───── Excerpt ─────

CNN:
Vice President Joe Biden ended months of intense speculation about his political future on Wednesday by announcing he wouldn’t seek the presidency, abandoning a dream he’s harbored for decades and putting Hillary Clinton in a stronger position to capture the Democratic nomination.
With his wife, Jill, and President Barack Obama at his side in the White House Rose Garden, Biden said the period of grieving his family has endured after the death of his son Beau meant that the window for a successful campaign “has closed.”
Still, Biden positioned himself as a defender of the Obama legacy and made clear he views himself as the best possible successor to the President. In tone, the remarks sounded like the kind of speech defending staunch Democratic values that he might have given had he reached the opposite conclusion.
“While I will not be a candidate, I will not be silent,” he said in a speech that highlighted Democratic themes on income inequality along with a call for a national movement to cure cancer. “I intend to speak out clearly and forcefully, to influence as much as I can where we stand as a party and where we need to go as a nation.”

The broad consensus in the wake of this announcement is that Joe Biden’s window of opportunity to get into the presidential race closed after Democratic frontrunner Hillary Clinton’s strong debate performance on October 13th in Las Vegas. Perhaps most helped by opponent Bernie Sanders’ powerful call for the Democratic base to move past the GOP’s strategy of hyping petty scandals against Clinton, since that debate it’s become much clearer that Hillary has the strength to fight through the kitchen-sink attacks and own the primary.

───── Available data ─────

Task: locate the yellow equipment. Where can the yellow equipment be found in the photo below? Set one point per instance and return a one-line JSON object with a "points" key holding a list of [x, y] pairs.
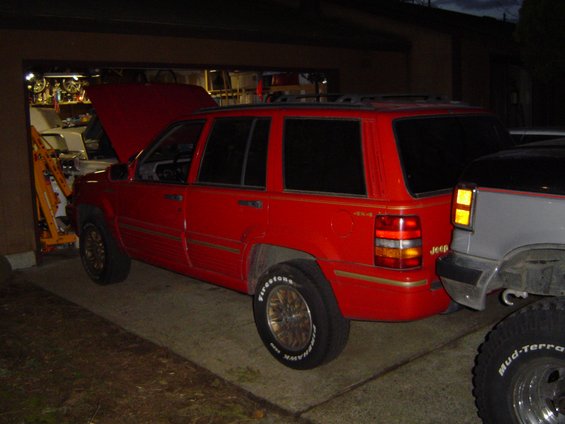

─────

What you have to do:
Decide whether each statement agrees with the report on Biden's decision, and answer yes or no, quoting the deciding words from the report. 1. Biden made his announcement in the White House Rose Garden. 2. Biden said he would stay silent once he was no longer a candidate. 3. Clinton's strong debate performance took place on October 13th in Las Vegas.

Response box:
1. Yes: "With his wife, Jill, and President Barack Obama at his side in the White House Rose Garden"
2. No: "While I will not be a candidate, I will not be silent"
3. Yes: "strong debate performance on October 13th in Las Vegas"